▸ Task brief:
Set down the records below character for character, starting at the line containing "dark suit, and" and continuing through the end of the records.

------------------------------------

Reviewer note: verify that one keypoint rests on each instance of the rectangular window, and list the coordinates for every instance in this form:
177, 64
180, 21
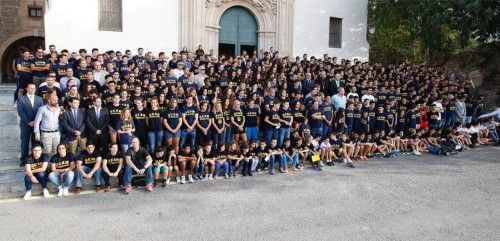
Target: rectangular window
335, 40
110, 15
35, 12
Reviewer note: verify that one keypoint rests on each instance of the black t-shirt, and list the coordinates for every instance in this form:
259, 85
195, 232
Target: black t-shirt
36, 163
87, 159
219, 119
262, 152
140, 119
114, 114
273, 149
221, 155
237, 116
138, 157
62, 162
112, 160
154, 120
204, 118
251, 116
314, 123
288, 150
273, 116
286, 115
159, 160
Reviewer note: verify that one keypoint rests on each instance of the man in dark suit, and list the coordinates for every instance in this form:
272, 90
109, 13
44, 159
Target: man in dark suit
336, 83
27, 106
74, 126
307, 84
98, 125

------------------------------------

▸ Output for this task:
Reviewer note: verify that one keypoint rests on each instance of the man in dark suit, and list the coordinates for every instance in this form:
272, 90
109, 13
44, 159
Target: man in dark suit
336, 83
27, 106
74, 126
307, 84
98, 125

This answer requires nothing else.